Los acróbatas chinos desafían las leyes de la naturaleza, en un
espectáculo con rasgos muy for export-new age, pero impactante.

La Sheng Yang Acrobatic Troupe
of China se supera a cada número.

El grupo vino por cuatro
funciones y agregó una semana más.

Por Pablo Plotkin

No hay animales graciosos, ni payasos repartiéndose tortazos, ni freaks: nada de mujeres barbudas, enanos u hombres con dos cabezas. El efecto asombro del espectáculo que trajo a América latina la Sheng Yang Acrobatic Troupe of China es rigurosamente físico. Aunque la palabra rigor parece perder sentido ante la sucesión de desafíos que los 47 acróbatas le juegan a la naturaleza. A través de los trece actos del show, los jóvenes pekineses se presentan como la humillación atlética del hombre común. Se trata de una exhibición –casi siempre bella, por momentos exasperantemente imposible– de la capacidad humana para sobreponerse a las leyes terrenales. Y para no limitar el asunto a una ostentación aeróbica, ahí están el sonido y las luces dictando la atmósfera de las proezas y expandiendo las hazañas atléticas a (otros) terrenos del arte como el ballet y el kung fu.

■ **REGISTROS ENUMERADOS**

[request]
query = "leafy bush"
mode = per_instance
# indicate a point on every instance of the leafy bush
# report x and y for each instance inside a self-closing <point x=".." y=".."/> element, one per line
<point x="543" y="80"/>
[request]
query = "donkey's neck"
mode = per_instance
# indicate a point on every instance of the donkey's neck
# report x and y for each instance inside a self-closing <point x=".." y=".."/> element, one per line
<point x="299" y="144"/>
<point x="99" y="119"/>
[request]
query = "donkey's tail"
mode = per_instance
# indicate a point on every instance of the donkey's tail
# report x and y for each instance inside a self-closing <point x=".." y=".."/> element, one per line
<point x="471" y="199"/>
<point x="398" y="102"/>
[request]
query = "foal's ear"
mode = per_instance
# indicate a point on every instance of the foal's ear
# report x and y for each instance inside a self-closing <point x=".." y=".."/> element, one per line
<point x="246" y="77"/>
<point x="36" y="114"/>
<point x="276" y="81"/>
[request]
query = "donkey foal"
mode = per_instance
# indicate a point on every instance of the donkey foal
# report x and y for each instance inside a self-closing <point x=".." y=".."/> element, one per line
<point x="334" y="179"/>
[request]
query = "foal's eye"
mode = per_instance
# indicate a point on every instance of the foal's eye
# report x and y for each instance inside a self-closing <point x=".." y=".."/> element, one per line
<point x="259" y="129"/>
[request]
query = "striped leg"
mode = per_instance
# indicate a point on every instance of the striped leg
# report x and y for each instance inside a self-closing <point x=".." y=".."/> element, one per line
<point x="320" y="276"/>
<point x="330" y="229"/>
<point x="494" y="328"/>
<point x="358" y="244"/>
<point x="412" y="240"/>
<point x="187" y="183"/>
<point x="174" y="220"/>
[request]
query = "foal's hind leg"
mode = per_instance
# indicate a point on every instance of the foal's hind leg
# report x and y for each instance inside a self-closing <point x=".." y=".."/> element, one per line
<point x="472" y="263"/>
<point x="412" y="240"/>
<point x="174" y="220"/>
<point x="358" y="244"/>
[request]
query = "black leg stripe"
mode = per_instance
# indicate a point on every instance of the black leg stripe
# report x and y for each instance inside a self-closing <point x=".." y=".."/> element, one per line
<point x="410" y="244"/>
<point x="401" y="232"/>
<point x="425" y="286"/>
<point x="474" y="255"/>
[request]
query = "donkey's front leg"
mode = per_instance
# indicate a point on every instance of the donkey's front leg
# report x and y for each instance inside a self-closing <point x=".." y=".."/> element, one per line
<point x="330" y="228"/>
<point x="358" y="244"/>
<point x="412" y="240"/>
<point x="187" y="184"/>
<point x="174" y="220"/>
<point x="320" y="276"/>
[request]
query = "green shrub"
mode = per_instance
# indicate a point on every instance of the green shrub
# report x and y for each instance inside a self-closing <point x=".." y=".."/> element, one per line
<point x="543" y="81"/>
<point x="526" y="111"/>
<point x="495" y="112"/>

■ **CONSIGNA 1**
Según la reseña sobre los acróbatas chinos, ¿cuántos acróbatas participan en el espectáculo?
■ **CONSIGNA 2**
Prosigue la reseña sobre los acróbatas chinos a partir de su última oración.

■ **RESULTADO DEL EJERCICIO 1**
Participan 47 acróbatas.

■ **RESULTADO DEL EJERCICIO 2**
El primer acto es uno de los momentos visualmente más asombrosos, aunque no incluya piruetas extravagantes. Hay dos chicos meciéndose, girando como trompos y entrelazándose alrededor de un trapecio que pende de una bola de espejos. La escena –que parece transcurrir en cámara lenta al paso de una música épica, con ADN oriental y arreglos for export- tiene algo de erótica y algo de olímpica, y es un certero primer golpe a los sentidos para un público poco habituado a esta clase de shows. Luego hay un quiebre atmosférico un tanto estridente cuando un grupo de chinas que son todo sonrisas irrumpe bailando una marcha disco que podría funcionar como cortina alterna de “Todo X 2$”. Las chicas se sacan chispas revoleando unas cazuelitas que el público descubrirá llenas de agua al final, pero que no mojan el piso durante la coreografía.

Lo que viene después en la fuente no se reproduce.